# Source document
#####
In your seminal 2017 report, you helped distinguish misinformation from disinformation on the basis of intent. For example, while misinformation is false or out-of-context information presented as fact without a specific intent to deceive or mislead, disinformation is false or out-of-context information presented as fact with the intent to deceive or mislead. Are these differences important?

Generally, we’re now seeing much less overtly false content and much more misleading content. “Gray speech” is speech that doesn’t break social media platform policies but goes right up to the line. The people who want to create harm know exactly what they’re doing, and they know how far they can push it — which leads us into tensions around freedom of expression. 

As a society, we haven’t had conversations about the types of speech that we think are acceptable on these platforms. One could argue that gray speech is harmful, but we can’t do anything about it, and we don’t yet have longitudinal evidence of the long-term impact of a constant drip at this low level. 

Does a focus on specific content and specific posts cause us to miss the larger picture?

We’re seeing the intersection of identity with beliefs — QAnon, anti-mask voting conspiracies, anti-vaccine, climate denialism. These people are connected through these identities, not particular issues; yet the funders and nonprofits that create these messages tend to be organized by those issues. We have completely failed to understand what’s actually happening with these groups that are networked. 

It’s that constant drip, drip, drip of content, but we’re obsessed with the atoms of content. Should we flag this Facebook post? Should we take down this YouTube video? Should we de-rank this tweet? We’re focused on the atoms and we’re failing to understand the whole.
#####
# Recorded data
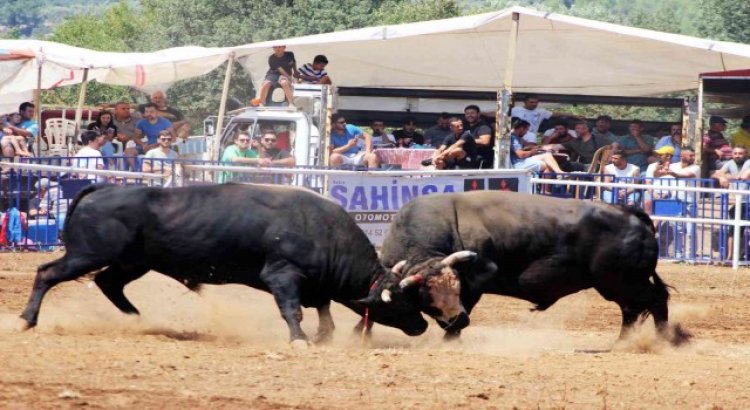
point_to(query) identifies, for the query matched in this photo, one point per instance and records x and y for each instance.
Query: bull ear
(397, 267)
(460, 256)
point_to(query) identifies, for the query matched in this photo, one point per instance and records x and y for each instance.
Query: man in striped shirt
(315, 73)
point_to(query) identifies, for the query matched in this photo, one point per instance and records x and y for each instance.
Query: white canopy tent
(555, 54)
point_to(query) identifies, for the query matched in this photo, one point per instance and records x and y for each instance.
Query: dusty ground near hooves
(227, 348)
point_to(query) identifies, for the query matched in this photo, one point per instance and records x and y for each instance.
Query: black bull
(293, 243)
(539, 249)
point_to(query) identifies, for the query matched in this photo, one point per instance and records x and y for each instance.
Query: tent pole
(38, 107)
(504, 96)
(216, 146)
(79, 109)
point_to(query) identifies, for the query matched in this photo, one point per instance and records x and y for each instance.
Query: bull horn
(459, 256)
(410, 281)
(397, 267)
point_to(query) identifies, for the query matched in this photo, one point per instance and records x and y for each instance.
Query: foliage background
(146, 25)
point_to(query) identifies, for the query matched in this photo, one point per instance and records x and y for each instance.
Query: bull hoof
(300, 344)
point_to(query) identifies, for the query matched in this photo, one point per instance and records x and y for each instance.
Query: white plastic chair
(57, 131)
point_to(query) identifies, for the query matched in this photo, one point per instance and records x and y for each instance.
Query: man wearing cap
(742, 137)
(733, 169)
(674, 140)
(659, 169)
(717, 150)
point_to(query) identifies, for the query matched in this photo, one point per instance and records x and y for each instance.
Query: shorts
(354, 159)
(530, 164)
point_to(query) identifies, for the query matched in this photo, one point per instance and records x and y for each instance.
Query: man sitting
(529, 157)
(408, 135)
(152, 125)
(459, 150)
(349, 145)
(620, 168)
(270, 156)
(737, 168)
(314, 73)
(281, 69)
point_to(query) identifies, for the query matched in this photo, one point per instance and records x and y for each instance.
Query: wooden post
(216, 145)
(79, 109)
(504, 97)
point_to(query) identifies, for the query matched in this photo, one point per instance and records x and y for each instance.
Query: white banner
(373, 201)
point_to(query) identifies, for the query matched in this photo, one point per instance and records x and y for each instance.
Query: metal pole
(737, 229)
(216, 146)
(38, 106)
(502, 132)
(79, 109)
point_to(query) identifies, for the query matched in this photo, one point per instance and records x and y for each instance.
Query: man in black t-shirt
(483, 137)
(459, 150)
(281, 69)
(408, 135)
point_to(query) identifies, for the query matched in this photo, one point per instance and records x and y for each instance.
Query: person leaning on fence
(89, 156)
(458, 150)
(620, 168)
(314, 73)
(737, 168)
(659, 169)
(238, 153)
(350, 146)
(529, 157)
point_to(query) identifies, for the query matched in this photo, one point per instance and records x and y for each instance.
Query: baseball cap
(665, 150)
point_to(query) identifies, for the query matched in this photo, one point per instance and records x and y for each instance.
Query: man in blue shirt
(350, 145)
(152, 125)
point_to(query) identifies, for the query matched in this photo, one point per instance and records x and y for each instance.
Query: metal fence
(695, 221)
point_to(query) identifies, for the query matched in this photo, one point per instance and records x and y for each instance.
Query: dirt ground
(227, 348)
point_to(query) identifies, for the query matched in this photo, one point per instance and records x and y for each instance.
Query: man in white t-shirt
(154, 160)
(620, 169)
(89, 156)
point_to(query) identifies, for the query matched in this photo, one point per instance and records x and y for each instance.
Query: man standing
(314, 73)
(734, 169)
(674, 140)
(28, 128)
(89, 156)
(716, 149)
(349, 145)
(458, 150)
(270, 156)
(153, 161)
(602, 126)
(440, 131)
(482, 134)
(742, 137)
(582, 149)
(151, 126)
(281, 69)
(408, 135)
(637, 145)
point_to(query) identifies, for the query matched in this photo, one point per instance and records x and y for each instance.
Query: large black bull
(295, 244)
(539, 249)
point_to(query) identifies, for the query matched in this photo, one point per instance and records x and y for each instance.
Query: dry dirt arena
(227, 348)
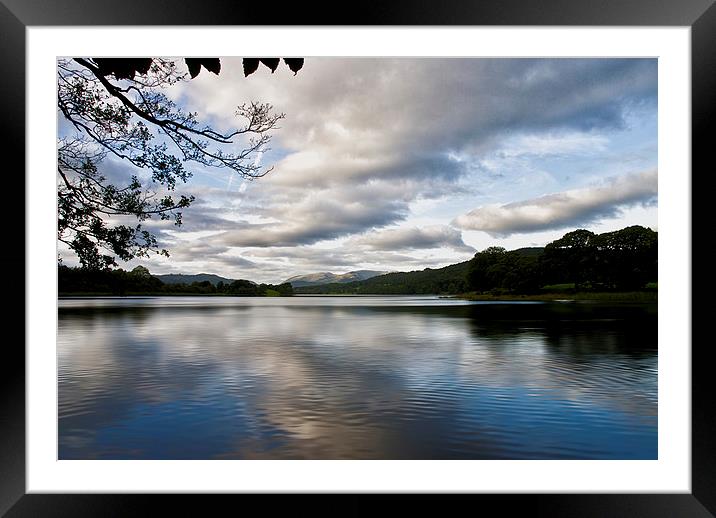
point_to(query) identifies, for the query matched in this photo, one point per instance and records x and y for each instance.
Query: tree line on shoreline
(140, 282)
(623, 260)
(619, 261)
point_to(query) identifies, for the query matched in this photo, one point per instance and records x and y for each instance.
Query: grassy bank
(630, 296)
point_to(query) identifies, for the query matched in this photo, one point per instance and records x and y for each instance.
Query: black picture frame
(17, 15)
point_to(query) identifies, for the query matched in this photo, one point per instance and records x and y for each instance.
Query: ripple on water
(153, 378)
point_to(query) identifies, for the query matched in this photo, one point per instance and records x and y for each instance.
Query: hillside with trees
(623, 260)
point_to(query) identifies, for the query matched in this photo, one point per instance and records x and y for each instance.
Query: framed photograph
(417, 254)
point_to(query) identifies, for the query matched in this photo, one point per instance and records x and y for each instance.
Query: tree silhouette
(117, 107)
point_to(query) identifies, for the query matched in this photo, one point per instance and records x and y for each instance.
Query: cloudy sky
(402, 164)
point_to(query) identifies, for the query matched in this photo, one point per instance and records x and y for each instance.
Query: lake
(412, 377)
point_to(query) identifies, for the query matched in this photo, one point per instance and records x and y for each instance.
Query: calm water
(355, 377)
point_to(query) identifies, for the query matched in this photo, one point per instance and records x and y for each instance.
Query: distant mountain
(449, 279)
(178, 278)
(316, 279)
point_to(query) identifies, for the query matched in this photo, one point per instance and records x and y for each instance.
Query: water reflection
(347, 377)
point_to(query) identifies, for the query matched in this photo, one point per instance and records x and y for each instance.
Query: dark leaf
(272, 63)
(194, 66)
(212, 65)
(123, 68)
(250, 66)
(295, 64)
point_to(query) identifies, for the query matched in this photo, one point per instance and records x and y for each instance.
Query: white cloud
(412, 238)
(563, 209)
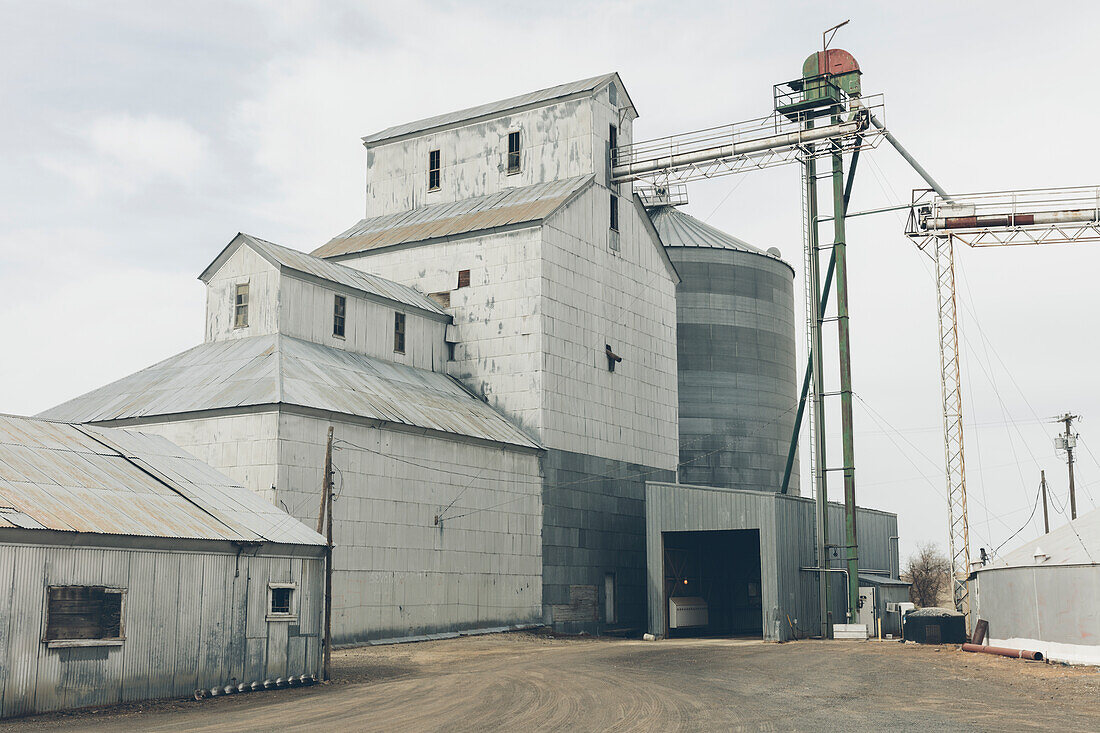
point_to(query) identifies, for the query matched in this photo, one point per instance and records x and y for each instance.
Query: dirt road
#####
# Actions to take
(1) List the beliefs the interview names as examples of where identity and beliefs meet.
(2) Translate this sentence from the interview into Spanish: "As a society, we haven’t had conversations about the types of speech that we think are acceptable on these platforms."
(3) Go on with the interview about misinformation, starting after its last sentence.
The lines that come after the interview are separate material.

# Per-task outputs
(1)
QAnon
Anti-mask voting conspiracies
Anti-vaccine
Climate denialism

(2) Como sociedad, no hemos tenido conversaciones sobre los tipos de discurso que consideramos aceptables en estas plataformas.

(3)
What are the challenges of addressing the systemic issues around misinformation? 

Understanding the narratives and understanding the ways in which information is flowing is hard. We are organized around national boundaries, but the people creating these networks absolutely are not. Social media platforms are also not connected around national boundaries. 

It is ultimately universal factors that cause people to be susceptible to misleading information — economic insecurity, uncertainty about the future, breakdown of community, and loneliness. 

Conspiratorial content  has moved far beyond fringe movements and into the mainstream. How does this happen? 

There is a critical failure in providing answers to people’s questions. The pandemic provided a beautiful example of many people having very normal questions: Has there been enough testing? Will this make me infertile? Will my 9-year-old child get myocarditis? These are very normal questions to ask. 

Those of us who live in our information ecosystem wait until we have enough data. But the conspiracy theorists do not wait. They fill these data deficits with conspiracy content. They are much better at SEO. They’re much better at juicing Google, and their content gets to the top of the search results. And we’re over here six weeks later creating a 67-page PDF that doesn’t hit the first page of Google. 

The information ecosystem that we live in is top-down linear and hierarchical. We believe in trusted gatekeepers. The result is a very passive model of communication. If you look at the disinformation ecosystem, it is participatory. It is dynamic. It is designed so people participating in that ecosystem believe they’re being heard. They have a sense of agency.   

What can we do to help  “information ecosystems” evolve to become healthier spaces? 

If we in our information ecosystem don’t learn from those dynamics and recognize that there is a reason people are being drawn into these spaces, we are going to continue to fail. 

How can we really think innovatively about the complex dynamics of the communication ecosystem rather than playing whack-a-mole with individual pieces of content? 

Unfortunately, we do not have the luxury of time to keep making these mistakes. We need a counterweight to the platforms, and the response must be global. Civil society must achieve the same scale, the same resources, and the same ability to think across borders in the way that the platforms do.